>> begin GIVEN ENTRIES

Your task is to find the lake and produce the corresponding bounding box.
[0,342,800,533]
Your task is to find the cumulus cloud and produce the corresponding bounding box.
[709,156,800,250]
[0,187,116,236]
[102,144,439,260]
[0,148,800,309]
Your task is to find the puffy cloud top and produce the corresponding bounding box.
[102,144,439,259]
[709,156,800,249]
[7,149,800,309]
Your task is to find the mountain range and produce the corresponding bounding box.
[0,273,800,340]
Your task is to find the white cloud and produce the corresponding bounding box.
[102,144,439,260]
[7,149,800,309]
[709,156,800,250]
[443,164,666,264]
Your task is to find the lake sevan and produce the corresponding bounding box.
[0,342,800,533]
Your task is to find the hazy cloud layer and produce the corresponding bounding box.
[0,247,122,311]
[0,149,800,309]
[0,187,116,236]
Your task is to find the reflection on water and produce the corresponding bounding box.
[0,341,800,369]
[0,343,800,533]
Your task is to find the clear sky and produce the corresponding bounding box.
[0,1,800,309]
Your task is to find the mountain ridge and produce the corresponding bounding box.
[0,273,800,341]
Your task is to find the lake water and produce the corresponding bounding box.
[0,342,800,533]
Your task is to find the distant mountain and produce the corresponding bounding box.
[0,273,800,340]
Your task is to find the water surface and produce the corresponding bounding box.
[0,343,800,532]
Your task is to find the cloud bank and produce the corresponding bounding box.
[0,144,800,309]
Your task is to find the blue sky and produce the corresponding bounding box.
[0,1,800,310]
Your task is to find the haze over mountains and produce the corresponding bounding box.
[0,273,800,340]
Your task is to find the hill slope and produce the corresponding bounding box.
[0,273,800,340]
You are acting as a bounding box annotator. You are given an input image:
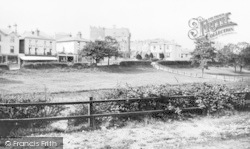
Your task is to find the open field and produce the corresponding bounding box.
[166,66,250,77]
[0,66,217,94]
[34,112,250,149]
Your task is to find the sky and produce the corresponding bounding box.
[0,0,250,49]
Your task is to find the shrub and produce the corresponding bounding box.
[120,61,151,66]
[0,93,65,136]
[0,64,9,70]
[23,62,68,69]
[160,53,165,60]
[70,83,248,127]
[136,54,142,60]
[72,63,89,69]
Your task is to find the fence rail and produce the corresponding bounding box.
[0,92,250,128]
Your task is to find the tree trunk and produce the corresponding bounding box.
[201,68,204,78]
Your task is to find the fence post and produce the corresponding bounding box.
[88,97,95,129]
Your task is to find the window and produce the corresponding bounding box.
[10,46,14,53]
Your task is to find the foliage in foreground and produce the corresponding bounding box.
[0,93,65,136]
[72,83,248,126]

>> end GIVEN ENTRIES
>> begin GIVEN ENTRIES

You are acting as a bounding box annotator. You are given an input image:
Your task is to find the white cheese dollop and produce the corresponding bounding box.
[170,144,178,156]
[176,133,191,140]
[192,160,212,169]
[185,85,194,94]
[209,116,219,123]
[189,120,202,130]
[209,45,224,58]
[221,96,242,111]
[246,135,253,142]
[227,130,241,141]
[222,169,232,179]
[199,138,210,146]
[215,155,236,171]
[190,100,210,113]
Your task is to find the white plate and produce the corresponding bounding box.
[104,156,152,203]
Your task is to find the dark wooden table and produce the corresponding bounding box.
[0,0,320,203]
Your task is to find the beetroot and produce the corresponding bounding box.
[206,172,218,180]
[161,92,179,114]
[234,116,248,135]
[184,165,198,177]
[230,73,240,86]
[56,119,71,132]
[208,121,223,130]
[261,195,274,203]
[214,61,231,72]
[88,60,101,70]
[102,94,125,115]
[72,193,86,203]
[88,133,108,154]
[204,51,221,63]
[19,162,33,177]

>> end GIVEN ENTRIES
>> begin GIVEN ENTRIES

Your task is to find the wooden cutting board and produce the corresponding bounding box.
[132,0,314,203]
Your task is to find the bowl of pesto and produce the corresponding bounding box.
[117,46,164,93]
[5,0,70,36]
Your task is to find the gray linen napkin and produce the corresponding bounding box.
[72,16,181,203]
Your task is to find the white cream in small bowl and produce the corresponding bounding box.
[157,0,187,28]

>> end GIVEN ENTRIES

#### INSTRUCTIONS TO FOLLOW:
Reproduce word for word the data from the line containing "Your task is to find the lake and" up to and including the line containing "[0,343,800,533]".

#### FINISHED EXERCISE:
Your task is to find the lake and produce the corresponding bounding box.
[0,342,800,533]
Your task is to find the cumulus cloud and produce the corresponding bounding box.
[709,156,800,250]
[0,187,116,236]
[102,144,439,260]
[0,148,800,309]
Your task is to find the puffy cloud top and produce the corresponding bounding box.
[102,144,439,259]
[709,156,800,249]
[7,149,800,309]
Your task is to find the mountain range and produce the corresponding bounding box.
[0,273,800,340]
Your task is to find the white cloud and produce the corresponding bounding box.
[102,144,439,260]
[7,149,800,309]
[709,156,800,250]
[443,164,666,264]
Your task is to find the lake sevan and produce the corresponding bounding box.
[0,342,800,533]
Your task is to find the hazy cloud layer and produce the corresponding bounding box.
[0,247,122,311]
[0,149,800,309]
[0,187,116,236]
Your task is to find the reflection on water and produce the corresponding bounding box.
[0,341,800,369]
[0,343,800,533]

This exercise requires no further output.